◆ **Activity**
In the records that follow, find each line with the word "black" and copy it.

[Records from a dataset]
━━━━━━━━━━━━━━━━━━━━

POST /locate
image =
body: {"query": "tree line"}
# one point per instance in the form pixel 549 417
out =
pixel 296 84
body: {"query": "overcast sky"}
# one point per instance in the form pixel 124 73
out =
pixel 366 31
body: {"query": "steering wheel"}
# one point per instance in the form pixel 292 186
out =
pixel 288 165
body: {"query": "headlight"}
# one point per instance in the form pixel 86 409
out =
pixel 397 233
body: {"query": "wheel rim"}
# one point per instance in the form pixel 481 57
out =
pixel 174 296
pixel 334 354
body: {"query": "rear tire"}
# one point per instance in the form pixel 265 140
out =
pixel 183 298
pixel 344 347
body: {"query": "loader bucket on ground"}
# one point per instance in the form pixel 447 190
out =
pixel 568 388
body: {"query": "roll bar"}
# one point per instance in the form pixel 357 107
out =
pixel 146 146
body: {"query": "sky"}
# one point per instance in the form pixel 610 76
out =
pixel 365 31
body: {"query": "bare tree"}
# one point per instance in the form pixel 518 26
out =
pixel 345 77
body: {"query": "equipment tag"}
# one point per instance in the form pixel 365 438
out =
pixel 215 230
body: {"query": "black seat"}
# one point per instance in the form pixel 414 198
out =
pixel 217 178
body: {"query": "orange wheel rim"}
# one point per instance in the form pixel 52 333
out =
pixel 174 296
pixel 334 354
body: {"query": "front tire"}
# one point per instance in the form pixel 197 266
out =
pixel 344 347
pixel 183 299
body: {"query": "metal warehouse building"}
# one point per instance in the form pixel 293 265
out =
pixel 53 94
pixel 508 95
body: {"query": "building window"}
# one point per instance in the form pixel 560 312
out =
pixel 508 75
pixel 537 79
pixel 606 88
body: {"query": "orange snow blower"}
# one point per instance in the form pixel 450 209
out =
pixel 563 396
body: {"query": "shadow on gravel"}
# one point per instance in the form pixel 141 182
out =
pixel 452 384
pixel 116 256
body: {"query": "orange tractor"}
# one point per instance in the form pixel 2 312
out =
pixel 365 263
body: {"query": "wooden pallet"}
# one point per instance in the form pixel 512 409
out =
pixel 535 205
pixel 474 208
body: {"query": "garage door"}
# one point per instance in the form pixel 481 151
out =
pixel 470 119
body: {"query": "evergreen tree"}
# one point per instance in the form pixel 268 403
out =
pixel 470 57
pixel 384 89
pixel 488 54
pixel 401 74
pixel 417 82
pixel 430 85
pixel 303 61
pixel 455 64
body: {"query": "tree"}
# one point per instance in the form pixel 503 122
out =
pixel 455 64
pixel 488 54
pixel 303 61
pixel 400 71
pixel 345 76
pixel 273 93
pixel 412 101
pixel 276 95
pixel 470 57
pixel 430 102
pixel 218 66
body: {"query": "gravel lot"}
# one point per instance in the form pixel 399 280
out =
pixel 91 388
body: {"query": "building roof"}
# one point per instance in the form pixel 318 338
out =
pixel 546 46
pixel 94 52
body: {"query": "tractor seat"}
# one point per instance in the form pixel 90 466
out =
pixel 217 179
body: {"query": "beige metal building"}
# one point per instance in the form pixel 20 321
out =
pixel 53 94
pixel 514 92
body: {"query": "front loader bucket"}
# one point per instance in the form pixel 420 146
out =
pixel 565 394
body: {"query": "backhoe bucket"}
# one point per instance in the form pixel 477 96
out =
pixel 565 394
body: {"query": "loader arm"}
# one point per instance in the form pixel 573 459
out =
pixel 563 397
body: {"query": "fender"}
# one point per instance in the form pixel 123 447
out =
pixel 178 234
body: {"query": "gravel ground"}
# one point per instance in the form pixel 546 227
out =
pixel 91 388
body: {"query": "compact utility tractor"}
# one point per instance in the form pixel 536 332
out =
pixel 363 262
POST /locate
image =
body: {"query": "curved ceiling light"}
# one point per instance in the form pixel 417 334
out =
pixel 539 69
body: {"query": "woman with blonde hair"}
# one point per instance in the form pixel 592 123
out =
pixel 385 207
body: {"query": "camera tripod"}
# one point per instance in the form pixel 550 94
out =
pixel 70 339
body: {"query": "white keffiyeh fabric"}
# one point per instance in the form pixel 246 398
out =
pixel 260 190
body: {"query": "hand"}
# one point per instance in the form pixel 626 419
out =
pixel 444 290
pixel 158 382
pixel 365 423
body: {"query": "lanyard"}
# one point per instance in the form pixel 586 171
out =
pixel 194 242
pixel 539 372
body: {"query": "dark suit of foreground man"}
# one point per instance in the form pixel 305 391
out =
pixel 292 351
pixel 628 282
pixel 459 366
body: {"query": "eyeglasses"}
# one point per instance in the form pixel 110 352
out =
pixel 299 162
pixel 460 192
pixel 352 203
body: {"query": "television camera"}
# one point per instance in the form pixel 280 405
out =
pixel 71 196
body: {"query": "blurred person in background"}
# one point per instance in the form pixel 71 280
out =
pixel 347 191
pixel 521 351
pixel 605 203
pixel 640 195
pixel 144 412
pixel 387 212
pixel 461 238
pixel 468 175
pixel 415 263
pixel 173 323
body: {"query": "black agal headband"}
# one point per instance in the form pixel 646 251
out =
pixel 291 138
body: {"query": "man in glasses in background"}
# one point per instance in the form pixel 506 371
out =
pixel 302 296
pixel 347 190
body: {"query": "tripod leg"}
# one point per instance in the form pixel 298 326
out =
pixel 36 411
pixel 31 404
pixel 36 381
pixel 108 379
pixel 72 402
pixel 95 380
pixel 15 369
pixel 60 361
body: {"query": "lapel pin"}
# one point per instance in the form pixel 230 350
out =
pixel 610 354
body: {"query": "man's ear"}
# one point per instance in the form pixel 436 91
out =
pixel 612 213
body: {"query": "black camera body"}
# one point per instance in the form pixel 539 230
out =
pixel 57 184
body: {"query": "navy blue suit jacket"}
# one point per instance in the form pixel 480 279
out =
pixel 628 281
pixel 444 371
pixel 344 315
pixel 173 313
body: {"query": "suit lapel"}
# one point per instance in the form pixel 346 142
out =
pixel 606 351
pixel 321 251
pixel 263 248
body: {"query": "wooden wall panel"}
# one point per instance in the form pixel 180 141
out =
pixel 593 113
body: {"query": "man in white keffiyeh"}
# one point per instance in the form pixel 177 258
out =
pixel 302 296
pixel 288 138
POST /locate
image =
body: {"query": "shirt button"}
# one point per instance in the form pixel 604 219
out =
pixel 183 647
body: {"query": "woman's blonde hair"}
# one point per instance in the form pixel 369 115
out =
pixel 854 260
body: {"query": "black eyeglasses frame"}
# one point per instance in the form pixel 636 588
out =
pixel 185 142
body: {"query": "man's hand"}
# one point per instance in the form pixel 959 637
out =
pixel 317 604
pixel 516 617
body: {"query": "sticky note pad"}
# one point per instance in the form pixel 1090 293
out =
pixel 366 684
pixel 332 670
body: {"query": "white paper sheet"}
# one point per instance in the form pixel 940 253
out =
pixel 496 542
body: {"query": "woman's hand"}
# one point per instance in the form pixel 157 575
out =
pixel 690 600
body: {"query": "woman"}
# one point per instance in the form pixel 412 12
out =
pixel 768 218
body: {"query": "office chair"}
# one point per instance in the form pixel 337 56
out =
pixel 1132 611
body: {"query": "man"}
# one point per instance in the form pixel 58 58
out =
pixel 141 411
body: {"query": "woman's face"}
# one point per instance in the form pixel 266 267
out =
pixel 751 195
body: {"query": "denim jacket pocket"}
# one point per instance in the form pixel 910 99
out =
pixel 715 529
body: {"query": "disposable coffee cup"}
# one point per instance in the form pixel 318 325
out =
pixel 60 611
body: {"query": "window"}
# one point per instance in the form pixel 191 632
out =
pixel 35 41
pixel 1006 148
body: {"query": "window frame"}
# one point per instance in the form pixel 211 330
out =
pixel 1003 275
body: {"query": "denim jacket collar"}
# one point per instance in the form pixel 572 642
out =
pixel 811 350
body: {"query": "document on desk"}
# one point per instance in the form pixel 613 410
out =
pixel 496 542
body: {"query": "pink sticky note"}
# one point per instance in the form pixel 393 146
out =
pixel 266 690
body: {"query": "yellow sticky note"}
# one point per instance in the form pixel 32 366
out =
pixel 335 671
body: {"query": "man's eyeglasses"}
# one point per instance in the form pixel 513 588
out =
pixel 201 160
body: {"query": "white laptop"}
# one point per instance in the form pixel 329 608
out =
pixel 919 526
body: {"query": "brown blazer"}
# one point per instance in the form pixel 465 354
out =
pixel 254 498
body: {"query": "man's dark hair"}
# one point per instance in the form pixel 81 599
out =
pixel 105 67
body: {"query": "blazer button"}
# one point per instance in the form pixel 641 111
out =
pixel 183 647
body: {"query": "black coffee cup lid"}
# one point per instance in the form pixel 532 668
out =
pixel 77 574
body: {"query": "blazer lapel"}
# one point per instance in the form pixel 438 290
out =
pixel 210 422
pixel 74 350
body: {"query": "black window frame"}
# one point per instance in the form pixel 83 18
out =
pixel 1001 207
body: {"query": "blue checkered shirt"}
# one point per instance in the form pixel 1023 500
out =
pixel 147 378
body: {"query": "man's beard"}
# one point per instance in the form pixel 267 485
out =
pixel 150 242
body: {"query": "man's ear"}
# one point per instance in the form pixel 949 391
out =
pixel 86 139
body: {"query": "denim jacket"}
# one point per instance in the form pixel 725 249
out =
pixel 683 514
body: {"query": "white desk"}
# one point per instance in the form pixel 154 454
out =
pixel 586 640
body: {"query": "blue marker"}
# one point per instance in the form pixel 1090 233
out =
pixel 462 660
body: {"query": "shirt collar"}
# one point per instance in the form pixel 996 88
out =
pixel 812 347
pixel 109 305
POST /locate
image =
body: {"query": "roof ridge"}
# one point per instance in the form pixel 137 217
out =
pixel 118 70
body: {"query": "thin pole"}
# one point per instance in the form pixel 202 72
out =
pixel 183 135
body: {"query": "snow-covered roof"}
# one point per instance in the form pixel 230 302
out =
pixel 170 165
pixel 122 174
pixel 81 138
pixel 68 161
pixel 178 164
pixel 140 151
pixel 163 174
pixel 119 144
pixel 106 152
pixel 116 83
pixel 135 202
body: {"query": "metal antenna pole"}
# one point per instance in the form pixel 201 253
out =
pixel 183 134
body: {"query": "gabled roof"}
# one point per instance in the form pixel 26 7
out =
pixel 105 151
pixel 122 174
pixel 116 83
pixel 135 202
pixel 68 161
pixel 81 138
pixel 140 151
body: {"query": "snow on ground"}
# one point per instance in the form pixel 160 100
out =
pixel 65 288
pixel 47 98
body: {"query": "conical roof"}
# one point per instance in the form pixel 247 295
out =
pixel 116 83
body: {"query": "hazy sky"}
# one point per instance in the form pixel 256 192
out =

━━━━━━━━━━━━━━━━━━━━

◆ **Task answer**
body: {"query": "black seat"}
body: {"query": "black agal headband"}
body: {"query": "black camera body"}
body: {"query": "black eyeglasses frame"}
body: {"query": "black coffee cup lid"}
body: {"query": "black window frame"}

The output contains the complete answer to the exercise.